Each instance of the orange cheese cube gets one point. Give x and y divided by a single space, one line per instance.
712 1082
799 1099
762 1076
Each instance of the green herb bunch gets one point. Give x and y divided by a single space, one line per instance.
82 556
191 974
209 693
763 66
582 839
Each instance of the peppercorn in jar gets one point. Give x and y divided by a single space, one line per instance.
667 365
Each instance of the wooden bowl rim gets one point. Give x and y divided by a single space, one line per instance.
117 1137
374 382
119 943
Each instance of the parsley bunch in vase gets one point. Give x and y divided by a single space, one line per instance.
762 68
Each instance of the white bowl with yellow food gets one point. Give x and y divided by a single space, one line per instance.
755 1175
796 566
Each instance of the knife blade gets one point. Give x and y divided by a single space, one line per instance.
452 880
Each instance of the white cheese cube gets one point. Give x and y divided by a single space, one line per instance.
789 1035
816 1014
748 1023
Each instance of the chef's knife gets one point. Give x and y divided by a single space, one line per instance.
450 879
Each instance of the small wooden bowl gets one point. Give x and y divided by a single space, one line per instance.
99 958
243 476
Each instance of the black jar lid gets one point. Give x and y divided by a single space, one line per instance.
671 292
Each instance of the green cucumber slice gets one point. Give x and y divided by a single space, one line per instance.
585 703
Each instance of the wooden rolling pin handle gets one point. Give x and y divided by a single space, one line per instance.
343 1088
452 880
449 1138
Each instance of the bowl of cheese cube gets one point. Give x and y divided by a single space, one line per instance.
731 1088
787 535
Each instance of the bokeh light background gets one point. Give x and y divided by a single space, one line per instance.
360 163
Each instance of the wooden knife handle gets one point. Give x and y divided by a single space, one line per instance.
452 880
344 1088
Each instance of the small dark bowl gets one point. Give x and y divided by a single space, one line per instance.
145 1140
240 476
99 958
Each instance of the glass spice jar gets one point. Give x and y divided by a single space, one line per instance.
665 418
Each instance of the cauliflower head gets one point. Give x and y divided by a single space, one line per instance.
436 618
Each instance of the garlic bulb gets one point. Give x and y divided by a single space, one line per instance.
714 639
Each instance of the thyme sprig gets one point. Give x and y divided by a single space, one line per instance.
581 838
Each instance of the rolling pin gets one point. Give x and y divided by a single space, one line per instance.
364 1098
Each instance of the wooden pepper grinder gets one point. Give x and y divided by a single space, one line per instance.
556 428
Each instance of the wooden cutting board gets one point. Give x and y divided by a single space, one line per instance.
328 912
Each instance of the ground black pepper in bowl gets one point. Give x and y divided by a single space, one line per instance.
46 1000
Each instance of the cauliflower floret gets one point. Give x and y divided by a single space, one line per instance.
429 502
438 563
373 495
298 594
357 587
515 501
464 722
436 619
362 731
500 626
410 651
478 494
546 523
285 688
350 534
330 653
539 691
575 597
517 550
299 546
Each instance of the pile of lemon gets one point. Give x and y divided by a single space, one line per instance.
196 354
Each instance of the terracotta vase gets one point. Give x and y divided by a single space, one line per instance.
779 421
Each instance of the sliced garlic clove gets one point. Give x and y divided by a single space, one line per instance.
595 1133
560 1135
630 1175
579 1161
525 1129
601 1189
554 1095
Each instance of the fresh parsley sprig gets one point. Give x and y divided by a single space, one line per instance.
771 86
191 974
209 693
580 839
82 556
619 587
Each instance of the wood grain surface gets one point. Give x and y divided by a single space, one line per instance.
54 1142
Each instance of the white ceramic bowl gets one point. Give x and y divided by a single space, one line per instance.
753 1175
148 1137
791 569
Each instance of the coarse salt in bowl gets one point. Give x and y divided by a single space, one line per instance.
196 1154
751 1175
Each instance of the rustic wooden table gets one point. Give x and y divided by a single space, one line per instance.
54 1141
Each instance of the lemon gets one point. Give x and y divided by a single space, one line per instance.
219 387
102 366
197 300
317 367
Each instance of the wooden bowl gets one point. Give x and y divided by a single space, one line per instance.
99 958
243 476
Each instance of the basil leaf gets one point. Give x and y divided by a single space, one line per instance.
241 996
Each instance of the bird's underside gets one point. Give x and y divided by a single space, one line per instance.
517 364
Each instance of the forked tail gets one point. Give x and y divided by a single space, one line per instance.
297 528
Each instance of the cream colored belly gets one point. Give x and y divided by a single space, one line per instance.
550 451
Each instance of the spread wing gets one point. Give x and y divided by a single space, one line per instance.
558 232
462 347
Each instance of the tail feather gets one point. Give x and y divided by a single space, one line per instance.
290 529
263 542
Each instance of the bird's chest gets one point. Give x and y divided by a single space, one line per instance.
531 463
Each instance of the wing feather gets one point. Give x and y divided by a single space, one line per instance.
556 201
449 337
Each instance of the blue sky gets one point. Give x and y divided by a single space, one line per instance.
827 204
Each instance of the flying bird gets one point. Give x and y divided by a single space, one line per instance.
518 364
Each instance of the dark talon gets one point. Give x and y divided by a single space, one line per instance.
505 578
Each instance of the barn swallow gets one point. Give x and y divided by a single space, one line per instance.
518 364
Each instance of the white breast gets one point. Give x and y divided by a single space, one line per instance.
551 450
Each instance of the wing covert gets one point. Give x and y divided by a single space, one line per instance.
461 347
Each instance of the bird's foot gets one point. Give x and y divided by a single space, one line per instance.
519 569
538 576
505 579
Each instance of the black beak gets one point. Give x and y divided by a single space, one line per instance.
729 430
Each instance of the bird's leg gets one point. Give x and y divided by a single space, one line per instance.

> [Exercise directions]:
Every record shown above should be written out again exactly.

> [Exercise result]:
Each instance of the orange cheese cube gets one point. Give x and y divided by a single space, one line per instance.
712 1082
799 1099
762 1076
Each instance of the green herb bunch gets one point. Give x and y divided by a single space, one line per instance.
82 556
191 974
209 693
763 66
582 839
Each instance of the peppercorn in jar gets one point. Give x and y divided by a single space, one line per instance.
667 365
Each instance of the wooden bowl rim gets one point. Give x and y divided by a single space, one line per instance.
117 1137
374 382
119 943
Each instance of the parsley bunch in vase gets one point. Give x and y divided by a single space, one line per instance.
762 68
Each instance of the white bowl with yellow food gets one point. Give x and y divided by a single space, one line per instance.
755 1175
796 566
Each instance of the knife blade gets one point. Give x and y divided by a single space, one line per instance.
452 880
Each instance of the white cheese cube gets one point. Give x and y divided by a single space, one line per instance.
789 1035
816 1014
748 1023
Each instance of the chef's knife gets one point. Give x and y divided by a single space, one line per instance.
450 879
Each instance of the small wooden bowl gets one point. Give x and y divided by a single space, one line per instance.
99 958
243 476
Each instance of the black jar lid gets one point. Give x and y divided by a single space, one line per instance.
671 292
Each instance of the green cucumber slice gets one point. Give x and y divided by a single space, one line per instance.
585 703
Each instance of the wooden rolling pin handle gets one point. Give x and y divided by a single space, one line per instance.
343 1088
452 880
449 1138
Each instance of the bowl of cheese cube gets one point. Give x and y divided by a single space, one line per instance.
731 1088
787 535
Each instance of the bokeh light background gets one point. Give x and y divided by a single space, one line per instance.
360 163
Each instance of the wooden knife handle gets one point. Give x and y divided by a single space, one line per instance.
452 880
344 1088
Each instance of the small dark bowl gets one point. Give x and y divided by a single space, one line per instance.
145 1140
240 476
99 958
Each instance of the glass spice jar gets one point. Give x and y divided by a single space, one line per instance.
665 418
Each instance of the cauliflower head gets one point. Give x and y divided by a single space, one line per instance.
436 618
Each instance of the garlic bulb gets one point. Give x and y divided by a single space, one line per instance.
714 639
Each instance of the thyme sprig gets one point. Give x and y divided by a single space, one line per instance.
581 838
Each instance of the rolling pin gets one point. Give x and y divided by a single space, one line per instance.
364 1098
Each instance of the wooden pepper grinder gets one point. Give x and y divided by a single space, one line per instance.
556 428
Each instance of the wooden cutting board gets one point. Give x and y divided by a single space, one line per instance.
328 912
Each instance of the ground black pepper in bowl gets one point. Give x and y divided by a single space, one line per instance.
46 1000
Each instance of the cauliflower floret gets one point. Give x and y divided by a single space, one line per instance.
429 502
438 563
373 495
298 594
357 587
515 501
464 722
436 619
362 731
500 626
410 651
478 494
546 523
285 688
350 534
330 653
539 691
575 597
517 550
299 546
Each instance of the pile of lemon gets one point. Give x and y divided by a single space, one line per instance.
196 354
Each instance of the terracotta vase gets one point. Give x and y divided by a single space, one line per instance.
779 421
Each instance of the sliced garlic clove gets one point. Give x and y divided by a single space, one line per instance.
595 1133
560 1135
630 1175
579 1161
525 1129
601 1189
554 1095
Each instance of the fresh parsley sprig gets one point. Give x and y divided by a single space, one line per instance.
771 86
191 974
209 693
580 839
82 556
619 587
Each instance of the wood grain surface gets one point. Give x and y divided by a single space, one line per instance.
54 1142
Each instance of the white ceramic bowl gets one point. Give x and y divided by a single space, one line per instance.
753 1175
148 1137
791 569
Each instance of the coarse salt in bowl gets one point. Give x and y divided by a single space, one line per instance.
196 1154
751 1175
Each instance of the rustic wooden table gets one point. Give x and y divided by a single space, one line per instance.
54 1141
Each instance of the lemon gets one point. Give x and y divided by a single space, one line per instance.
219 387
102 366
197 300
317 367
Each instance of the wooden bowl gets one point. Give x and y divided by a single space, one line per instance.
99 958
243 476
Each instance of the basil leaf gets one point. Give x and y divided by a single space, one line per instance.
241 996
Each instance of the bird's underside gets one point. Give x and y divided by a single space, one line per instance.
517 364
Each instance of the forked tail gets one point. Give x and y divided by a single space, one line per instance.
297 528
Each instance of the cream colored belly gets one point. Give x and y divided by a single space, one line per instance.
550 451
Each instance of the spread wing gets one point. Give x and y divided by a single space, one line per instance.
558 232
462 347
Each instance of the tail feather gets one point. Give x and y divided by a single space, one line per instance.
290 529
263 542
Each instance of the bird's chest gets one point. Give x and y divided by a single space, one line per instance.
531 463
Each instance of the wing feather gets one point. Give x and y divided by a single space, one line per instance.
556 201
449 337
Each instance of the blue sky gets one point. Give x and y divided by a single space, one line per instance.
827 204
Each instance of the flying bird gets one point. Give x and y divided by a single space, one line per instance.
518 364
Each instance of the dark talon gets one point. Give x and y divided by a single space, one line per instance.
505 578
Each instance of the barn swallow gets one point. Give x and y divided by a single space, one line per instance.
518 364
Each instance of the white breast gets one point. Give x and y divided by a single space, one line per instance.
551 450
Each instance of the wing covert gets one point. Give x and y divided by a single space, one line per instance.
461 347
Each instance of the bird's foot gets one point. Give x and y divided by a single space, one line per instance.
519 569
538 576
505 579
Each instance of the black beak gets one point. Give x and y divided by a single space, one line per instance.
729 430
Each instance of the bird's leg gets one point. Give x and y divided by a single space, one line per instance.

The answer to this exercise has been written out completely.